(Work to be completed)
Could you convert the material below into a JSON list of strings, one string per line, leaving out any blank lines?

(Provided data)

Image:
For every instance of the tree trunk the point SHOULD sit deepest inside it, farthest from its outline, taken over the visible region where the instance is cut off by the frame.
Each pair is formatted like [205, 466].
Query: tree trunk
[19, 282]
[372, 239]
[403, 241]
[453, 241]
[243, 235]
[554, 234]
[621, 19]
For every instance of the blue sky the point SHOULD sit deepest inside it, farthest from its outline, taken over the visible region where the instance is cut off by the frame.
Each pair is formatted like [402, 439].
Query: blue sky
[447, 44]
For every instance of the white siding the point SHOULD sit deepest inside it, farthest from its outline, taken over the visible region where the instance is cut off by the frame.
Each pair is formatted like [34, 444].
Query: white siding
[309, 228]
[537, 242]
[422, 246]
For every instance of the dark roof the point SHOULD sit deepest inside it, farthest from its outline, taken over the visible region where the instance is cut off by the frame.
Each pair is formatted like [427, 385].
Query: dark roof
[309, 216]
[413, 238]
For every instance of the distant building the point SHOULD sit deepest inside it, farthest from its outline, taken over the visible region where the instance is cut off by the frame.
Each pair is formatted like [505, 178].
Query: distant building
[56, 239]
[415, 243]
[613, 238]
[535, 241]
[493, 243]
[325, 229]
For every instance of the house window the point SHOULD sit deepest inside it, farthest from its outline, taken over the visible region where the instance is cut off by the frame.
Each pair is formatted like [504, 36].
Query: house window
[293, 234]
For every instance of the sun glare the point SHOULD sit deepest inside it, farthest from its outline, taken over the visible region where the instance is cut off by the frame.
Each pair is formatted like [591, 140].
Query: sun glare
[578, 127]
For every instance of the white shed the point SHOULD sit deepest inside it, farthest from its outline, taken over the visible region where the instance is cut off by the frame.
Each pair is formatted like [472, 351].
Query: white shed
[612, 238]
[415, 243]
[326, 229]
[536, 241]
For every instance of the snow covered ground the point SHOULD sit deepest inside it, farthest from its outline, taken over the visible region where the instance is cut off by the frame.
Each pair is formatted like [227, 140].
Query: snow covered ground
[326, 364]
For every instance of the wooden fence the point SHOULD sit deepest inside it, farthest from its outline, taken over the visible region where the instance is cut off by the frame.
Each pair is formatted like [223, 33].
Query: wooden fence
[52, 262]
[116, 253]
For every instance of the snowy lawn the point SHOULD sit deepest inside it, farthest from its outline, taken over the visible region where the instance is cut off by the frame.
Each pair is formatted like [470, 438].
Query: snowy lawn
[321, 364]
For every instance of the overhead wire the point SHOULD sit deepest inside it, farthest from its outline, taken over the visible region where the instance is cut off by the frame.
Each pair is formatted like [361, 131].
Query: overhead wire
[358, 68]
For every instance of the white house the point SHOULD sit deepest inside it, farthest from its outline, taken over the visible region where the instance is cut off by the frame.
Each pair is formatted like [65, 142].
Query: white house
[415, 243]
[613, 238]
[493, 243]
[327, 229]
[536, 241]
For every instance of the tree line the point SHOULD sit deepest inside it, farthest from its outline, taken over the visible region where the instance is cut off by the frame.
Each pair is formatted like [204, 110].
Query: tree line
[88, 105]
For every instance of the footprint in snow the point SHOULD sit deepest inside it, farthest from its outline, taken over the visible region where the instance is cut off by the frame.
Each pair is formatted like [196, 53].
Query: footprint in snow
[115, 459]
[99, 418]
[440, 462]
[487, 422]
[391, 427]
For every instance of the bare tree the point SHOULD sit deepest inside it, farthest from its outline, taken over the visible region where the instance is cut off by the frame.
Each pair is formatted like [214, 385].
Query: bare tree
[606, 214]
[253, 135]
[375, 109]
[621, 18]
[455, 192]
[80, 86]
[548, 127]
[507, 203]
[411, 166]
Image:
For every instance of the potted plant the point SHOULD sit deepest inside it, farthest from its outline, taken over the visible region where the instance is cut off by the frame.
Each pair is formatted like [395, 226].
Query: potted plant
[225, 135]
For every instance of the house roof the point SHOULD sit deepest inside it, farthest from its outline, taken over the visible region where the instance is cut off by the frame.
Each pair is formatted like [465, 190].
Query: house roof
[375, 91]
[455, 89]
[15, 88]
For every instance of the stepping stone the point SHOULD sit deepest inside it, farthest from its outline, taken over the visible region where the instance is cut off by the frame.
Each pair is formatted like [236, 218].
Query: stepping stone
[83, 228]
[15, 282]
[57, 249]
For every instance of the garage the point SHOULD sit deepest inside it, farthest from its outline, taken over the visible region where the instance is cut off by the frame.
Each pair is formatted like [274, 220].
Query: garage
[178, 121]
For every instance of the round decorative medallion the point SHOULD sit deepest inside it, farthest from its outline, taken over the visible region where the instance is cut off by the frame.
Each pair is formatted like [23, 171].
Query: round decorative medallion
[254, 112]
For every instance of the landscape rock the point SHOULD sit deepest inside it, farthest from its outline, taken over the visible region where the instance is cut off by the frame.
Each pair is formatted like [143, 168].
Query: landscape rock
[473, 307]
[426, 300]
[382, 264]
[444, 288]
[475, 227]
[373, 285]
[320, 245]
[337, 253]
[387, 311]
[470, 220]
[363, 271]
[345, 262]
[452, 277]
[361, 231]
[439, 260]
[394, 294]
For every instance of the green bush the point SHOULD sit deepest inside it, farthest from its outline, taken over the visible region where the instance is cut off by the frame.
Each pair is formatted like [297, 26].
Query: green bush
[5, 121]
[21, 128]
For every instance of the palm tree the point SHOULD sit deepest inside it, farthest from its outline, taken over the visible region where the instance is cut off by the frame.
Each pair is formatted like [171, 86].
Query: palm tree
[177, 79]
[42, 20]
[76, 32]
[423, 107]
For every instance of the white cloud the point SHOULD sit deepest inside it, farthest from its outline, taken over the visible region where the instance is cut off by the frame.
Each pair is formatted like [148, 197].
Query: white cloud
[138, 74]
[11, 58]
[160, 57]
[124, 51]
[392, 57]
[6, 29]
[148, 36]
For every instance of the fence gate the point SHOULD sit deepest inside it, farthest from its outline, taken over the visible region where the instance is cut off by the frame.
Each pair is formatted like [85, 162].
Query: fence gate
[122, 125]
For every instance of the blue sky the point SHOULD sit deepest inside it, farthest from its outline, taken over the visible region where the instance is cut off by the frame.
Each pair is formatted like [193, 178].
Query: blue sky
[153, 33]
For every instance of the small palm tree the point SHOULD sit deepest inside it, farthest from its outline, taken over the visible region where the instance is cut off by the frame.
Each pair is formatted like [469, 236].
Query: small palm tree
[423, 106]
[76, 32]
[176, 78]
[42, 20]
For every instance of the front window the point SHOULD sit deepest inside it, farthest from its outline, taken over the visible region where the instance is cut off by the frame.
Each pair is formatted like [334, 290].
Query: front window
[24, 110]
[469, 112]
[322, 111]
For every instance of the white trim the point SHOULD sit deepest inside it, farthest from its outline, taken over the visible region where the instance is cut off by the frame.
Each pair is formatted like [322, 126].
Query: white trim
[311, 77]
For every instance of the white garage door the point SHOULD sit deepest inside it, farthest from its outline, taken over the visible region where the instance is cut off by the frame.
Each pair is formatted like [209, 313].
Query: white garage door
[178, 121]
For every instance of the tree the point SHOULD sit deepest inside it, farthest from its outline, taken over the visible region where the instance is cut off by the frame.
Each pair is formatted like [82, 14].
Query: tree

(Output of the exercise)
[
  "Image:",
  "For every instance of the tree trunk the point SHOULD sit deepest inside it, farthest from its outline, taken over the visible region where the instance is cut off by the frame.",
  "Each pair is formatted like [205, 466].",
  "Query: tree trunk",
  "[19, 282]",
  "[372, 239]",
  "[403, 241]",
  "[453, 241]",
  "[243, 235]",
  "[554, 234]",
  "[621, 19]",
  "For every instance of the blue sky the point SHOULD sit deepest inside it, farthest from its outline, taken over the visible region where the instance is cut off by the frame.",
  "Each pair is formatted like [402, 439].",
  "Query: blue sky",
  "[447, 44]",
  "For every instance of the white siding the point SHOULD sit deepest inside it, farthest from its outline, taken over the visible region where the instance is cut off by the frame.",
  "Each pair is formatted like [34, 444].",
  "Query: white siding",
  "[309, 228]",
  "[537, 242]",
  "[422, 246]",
  "For every instance of the dark roof the point SHOULD sit deepest inside it, farthest from its outline, taken over the visible region where the instance is cut off by the frame.",
  "Each pair is formatted like [427, 385].",
  "Query: dark roof",
  "[309, 216]",
  "[413, 238]",
  "For every instance of the distant building the point SHOULD sit deepest inside it, farthest from its outline, taken over the visible region where the instance is cut off by the frame.",
  "Each pair is formatted like [505, 178].",
  "Query: distant building",
  "[56, 239]",
  "[415, 243]",
  "[613, 238]",
  "[535, 241]",
  "[493, 243]",
  "[325, 229]",
  "For every instance of the house window the point SHOULD sit deepest inside it, farthest from its outline, taken over the visible region where the instance is cut off by the frame.",
  "Each pair is formatted like [504, 36].",
  "Query: house window",
  "[293, 234]",
  "For every instance of the sun glare the point SHOULD sit deepest inside it, farthest from its outline, taken over the visible region where the instance is cut off by the frame.",
  "Each pair is formatted like [591, 140].",
  "Query: sun glare",
  "[578, 127]",
  "For every instance of the white shed the point SHOULD sit deepest inside it, farthest from its outline, taken over the visible region where the instance is cut off by the frame.",
  "Each pair is formatted like [472, 351].",
  "Query: white shed",
  "[612, 238]",
  "[415, 243]",
  "[326, 229]",
  "[536, 241]",
  "For every instance of the snow covered ground the point SHOULD sit deepest inside it, farthest from its outline, taken over the visible region where the instance is cut off by the frame.",
  "Each pair is formatted like [227, 140].",
  "Query: snow covered ground",
  "[326, 364]",
  "For every instance of the wooden fence the point SHOULD sit deepest inside it, farthest from its outline, taken over the visible region where the instance is cut off by the frame.",
  "Each pair is formatted like [223, 33].",
  "Query: wooden fence",
  "[52, 262]",
  "[116, 253]",
  "For every instance of the snowy lawn the point SHOULD sit deepest inside it, farthest from its outline, taken over the visible region where the instance is cut off by the frame.",
  "Each pair is formatted like [470, 438].",
  "Query: snowy lawn",
  "[321, 364]",
  "For every instance of the overhead wire the point SHOULD sit deepest inside it, farthest from its outline, taken over the visible region where the instance is cut off by the frame.",
  "Each pair is formatted like [361, 131].",
  "Query: overhead wire",
  "[358, 68]",
  "For every instance of the white house the point SHOULD sit deepest inside it, farthest from its outline, taken over the visible region where the instance is cut off by the frame.",
  "Each pair is formatted like [65, 142].",
  "Query: white house",
  "[415, 243]",
  "[613, 238]",
  "[493, 243]",
  "[327, 229]",
  "[536, 241]",
  "For every instance of the tree line the point SHOULD sit deepest inside it, farthest from its outline, taken over the visible region where the instance is cut off by the frame.",
  "Each pair is formatted like [204, 110].",
  "Query: tree line",
  "[88, 105]",
  "For every instance of the footprint in snow the point SHOULD sit deepest inside it, farthest from its outline, taken over the visible region where the instance is cut off by the frame.",
  "Each pair is formatted like [196, 53].",
  "Query: footprint in snow",
  "[115, 459]",
  "[99, 418]",
  "[440, 462]",
  "[487, 422]",
  "[391, 427]",
  "For every instance of the bare tree the point SHOULD sit deepest inside it, farthest from its outline, taken over the visible region where the instance is cut off by the frame.",
  "Each pair is formatted like [214, 385].",
  "Query: bare tree",
  "[606, 214]",
  "[253, 135]",
  "[375, 109]",
  "[621, 18]",
  "[455, 192]",
  "[80, 86]",
  "[548, 127]",
  "[507, 203]",
  "[411, 166]",
  "Image:",
  "For every instance of the potted plant the point SHOULD sit deepest inside it, farthest from its outline, taken over the visible region where the instance is cut off by the frame.",
  "Each pair is formatted like [395, 226].",
  "Query: potted plant",
  "[225, 135]",
  "For every instance of the house roof the point SHOULD sit deepest inside it, farthest from its outline, taken over the visible region where the instance is cut off by the frame.",
  "Each pair is formatted like [465, 190].",
  "Query: house roof",
  "[375, 91]",
  "[455, 89]",
  "[15, 88]",
  "For every instance of the stepping stone the point SHOULD sit deepest inside it, farthest from its outline, taken over the visible region where the instance is cut off by the frame.",
  "Each pair is formatted like [236, 218].",
  "Query: stepping stone",
  "[83, 228]",
  "[15, 282]",
  "[57, 249]",
  "For every instance of the garage the point SHOULD sit deepest inside it, farthest from its outline, taken over the visible region where the instance is cut off by the frame.",
  "Each pair is formatted like [274, 220].",
  "Query: garage",
  "[178, 121]",
  "For every instance of the round decorative medallion the point SHOULD sit deepest inside it, farthest from its outline, taken over the visible region where the instance is cut off by the frame.",
  "Each pair is formatted like [23, 171].",
  "Query: round decorative medallion",
  "[254, 112]",
  "For every instance of the landscape rock the point SHOULD sit deepest inside it, farthest from its outline, taken over the visible region where the instance is cut off by the frame.",
  "Each pair is formatted like [143, 168].",
  "Query: landscape rock",
  "[473, 307]",
  "[426, 300]",
  "[382, 264]",
  "[444, 288]",
  "[475, 227]",
  "[373, 285]",
  "[320, 245]",
  "[337, 253]",
  "[387, 311]",
  "[470, 220]",
  "[363, 271]",
  "[345, 262]",
  "[452, 277]",
  "[361, 231]",
  "[439, 260]",
  "[394, 294]",
  "For every instance of the green bush the point SHOULD sit deepest inside it, farthest from its outline, taken over the visible region where the instance is cut off by the frame.",
  "Each pair is formatted like [297, 26].",
  "Query: green bush",
  "[5, 121]",
  "[21, 128]",
  "For every instance of the palm tree the point SHOULD sit deepest inside it, farthest from its outline, taken over the visible region where the instance is cut off by the frame.",
  "Each pair is formatted like [171, 86].",
  "Query: palm tree",
  "[177, 79]",
  "[42, 20]",
  "[76, 32]",
  "[423, 107]",
  "For every instance of the white cloud the point SHOULD sit deepest inside it, farthest from its outline, taken over the visible region where the instance is cut off by the frame.",
  "Each pair is formatted like [148, 197].",
  "Query: white cloud",
  "[138, 74]",
  "[11, 58]",
  "[160, 57]",
  "[124, 51]",
  "[392, 57]",
  "[6, 29]",
  "[148, 36]",
  "For every instance of the fence gate the point SHOULD sit deepest inside it, farthest from its outline, taken over the visible region where the instance is cut off by the frame.",
  "Each pair is formatted like [85, 162].",
  "Query: fence gate",
  "[122, 125]",
  "For every instance of the blue sky the point SHOULD sit deepest inside it, farthest from its outline, taken over the visible region where the instance is cut off by the frame.",
  "Each pair is formatted like [193, 178].",
  "Query: blue sky",
  "[153, 33]",
  "For every instance of the small palm tree the point SHOULD sit deepest inside it, farthest from its outline, taken over the visible region where the instance is cut off by the frame.",
  "Each pair is formatted like [469, 236].",
  "Query: small palm tree",
  "[423, 106]",
  "[76, 32]",
  "[176, 78]",
  "[42, 20]",
  "For every instance of the front window the point SHOULD sit deepest inside it, farthest from its outline, taken over the visible region where the instance is cut off by the frame.",
  "Each pair is formatted like [334, 290].",
  "Query: front window",
  "[24, 110]",
  "[469, 112]",
  "[322, 111]",
  "For every instance of the white trim the point SHOULD sit deepest inside it, farthest from its outline, taken over the visible region where the instance is cut off by the frame.",
  "Each pair is formatted like [322, 126].",
  "Query: white trim",
  "[311, 77]",
  "For every instance of the white garage door the point SHOULD sit deepest inside it, farthest from its outline, taken over the visible region where the instance is cut off by the frame.",
  "Each pair is formatted like [209, 313].",
  "Query: white garage door",
  "[178, 121]",
  "For every instance of the tree the point SHOULD sit deepest inside it, farthest from its outline, taken over the visible region where the instance is cut off by the frame.",
  "Each pair is formatted like [82, 14].",
  "Query: tree"
]